● **Exercise description**: Convert the stretch of lines below, from the line containing "Trace the outline of every instance of the branch." through the line containing "Give the mask of the branch.", into a numbered list with blank lines omitted. Include only those lines.

Entries drawn from a collection:

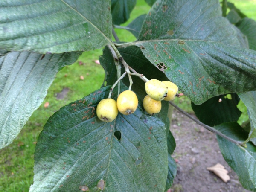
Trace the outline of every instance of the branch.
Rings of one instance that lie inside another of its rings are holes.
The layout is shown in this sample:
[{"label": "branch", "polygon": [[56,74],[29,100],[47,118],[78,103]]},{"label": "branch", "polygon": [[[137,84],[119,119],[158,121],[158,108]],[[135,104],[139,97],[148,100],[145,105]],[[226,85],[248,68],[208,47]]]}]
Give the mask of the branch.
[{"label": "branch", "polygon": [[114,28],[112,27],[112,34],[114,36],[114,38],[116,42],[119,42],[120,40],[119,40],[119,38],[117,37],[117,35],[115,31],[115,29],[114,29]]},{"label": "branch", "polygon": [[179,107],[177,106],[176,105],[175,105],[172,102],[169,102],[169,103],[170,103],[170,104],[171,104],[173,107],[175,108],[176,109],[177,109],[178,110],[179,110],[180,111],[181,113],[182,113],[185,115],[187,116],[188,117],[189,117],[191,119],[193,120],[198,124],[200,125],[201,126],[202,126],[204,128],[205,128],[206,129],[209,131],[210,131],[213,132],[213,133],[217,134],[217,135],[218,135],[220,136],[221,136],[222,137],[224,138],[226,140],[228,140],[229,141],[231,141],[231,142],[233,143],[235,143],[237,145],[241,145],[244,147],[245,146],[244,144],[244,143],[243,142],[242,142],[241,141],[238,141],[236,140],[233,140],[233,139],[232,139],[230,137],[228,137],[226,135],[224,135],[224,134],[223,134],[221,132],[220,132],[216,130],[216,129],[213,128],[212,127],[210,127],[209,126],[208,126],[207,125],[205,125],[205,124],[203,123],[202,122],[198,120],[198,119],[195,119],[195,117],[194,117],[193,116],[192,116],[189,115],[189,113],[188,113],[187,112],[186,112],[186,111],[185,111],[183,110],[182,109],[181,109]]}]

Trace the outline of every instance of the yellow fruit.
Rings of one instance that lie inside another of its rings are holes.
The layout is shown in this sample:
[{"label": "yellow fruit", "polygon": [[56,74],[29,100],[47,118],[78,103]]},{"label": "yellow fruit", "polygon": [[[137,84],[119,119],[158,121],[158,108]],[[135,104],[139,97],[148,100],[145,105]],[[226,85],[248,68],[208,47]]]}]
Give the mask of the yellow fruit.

--

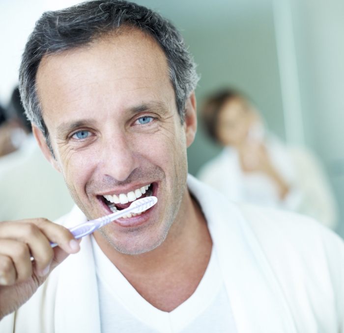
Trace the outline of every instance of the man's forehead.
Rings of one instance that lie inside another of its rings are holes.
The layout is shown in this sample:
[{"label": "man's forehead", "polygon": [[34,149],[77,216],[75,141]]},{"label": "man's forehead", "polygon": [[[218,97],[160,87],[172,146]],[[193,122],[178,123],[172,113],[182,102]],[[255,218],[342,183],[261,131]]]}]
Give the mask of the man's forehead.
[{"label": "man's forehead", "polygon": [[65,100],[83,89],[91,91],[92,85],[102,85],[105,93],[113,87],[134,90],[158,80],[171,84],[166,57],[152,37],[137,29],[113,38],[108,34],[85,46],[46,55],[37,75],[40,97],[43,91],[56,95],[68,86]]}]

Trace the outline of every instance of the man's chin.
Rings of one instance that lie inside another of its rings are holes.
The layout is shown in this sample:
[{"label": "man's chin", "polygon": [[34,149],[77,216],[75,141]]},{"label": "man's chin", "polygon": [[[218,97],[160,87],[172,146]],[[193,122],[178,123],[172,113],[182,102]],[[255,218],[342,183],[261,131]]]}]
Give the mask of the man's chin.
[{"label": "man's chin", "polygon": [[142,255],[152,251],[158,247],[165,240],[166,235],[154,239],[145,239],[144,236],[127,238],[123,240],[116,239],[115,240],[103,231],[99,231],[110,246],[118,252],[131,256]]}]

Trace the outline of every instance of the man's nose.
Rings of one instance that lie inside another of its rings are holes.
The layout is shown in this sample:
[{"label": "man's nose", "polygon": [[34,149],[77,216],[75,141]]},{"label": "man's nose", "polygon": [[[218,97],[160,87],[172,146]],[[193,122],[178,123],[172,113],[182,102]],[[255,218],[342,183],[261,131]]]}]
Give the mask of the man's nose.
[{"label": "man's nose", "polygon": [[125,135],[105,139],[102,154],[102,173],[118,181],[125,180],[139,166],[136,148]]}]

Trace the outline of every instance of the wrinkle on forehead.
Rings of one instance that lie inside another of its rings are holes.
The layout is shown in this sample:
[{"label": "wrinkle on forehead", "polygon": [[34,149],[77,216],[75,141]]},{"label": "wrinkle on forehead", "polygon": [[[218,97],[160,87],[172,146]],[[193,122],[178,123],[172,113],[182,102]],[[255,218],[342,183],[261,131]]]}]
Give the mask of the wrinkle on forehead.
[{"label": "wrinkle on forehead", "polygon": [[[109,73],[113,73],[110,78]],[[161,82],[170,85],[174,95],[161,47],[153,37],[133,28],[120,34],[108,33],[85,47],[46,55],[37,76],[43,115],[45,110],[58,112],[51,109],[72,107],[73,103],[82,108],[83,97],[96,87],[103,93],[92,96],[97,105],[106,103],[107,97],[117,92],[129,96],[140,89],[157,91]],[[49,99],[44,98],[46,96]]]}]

● **Answer to this exercise**:
1. Trace the outline of every instance of the branch.
2. Rings of one instance that lie inside another of its rings are holes.
3. The layout is shown in this sample:
4. [{"label": "branch", "polygon": [[56,74],[29,100],[47,118],[78,103]]},{"label": "branch", "polygon": [[[137,84],[119,119],[158,121],[158,108]],[[135,104],[139,97],[148,100],[145,105]],[[226,85],[248,68],[208,47]]]}]
5. Give the mask of the branch.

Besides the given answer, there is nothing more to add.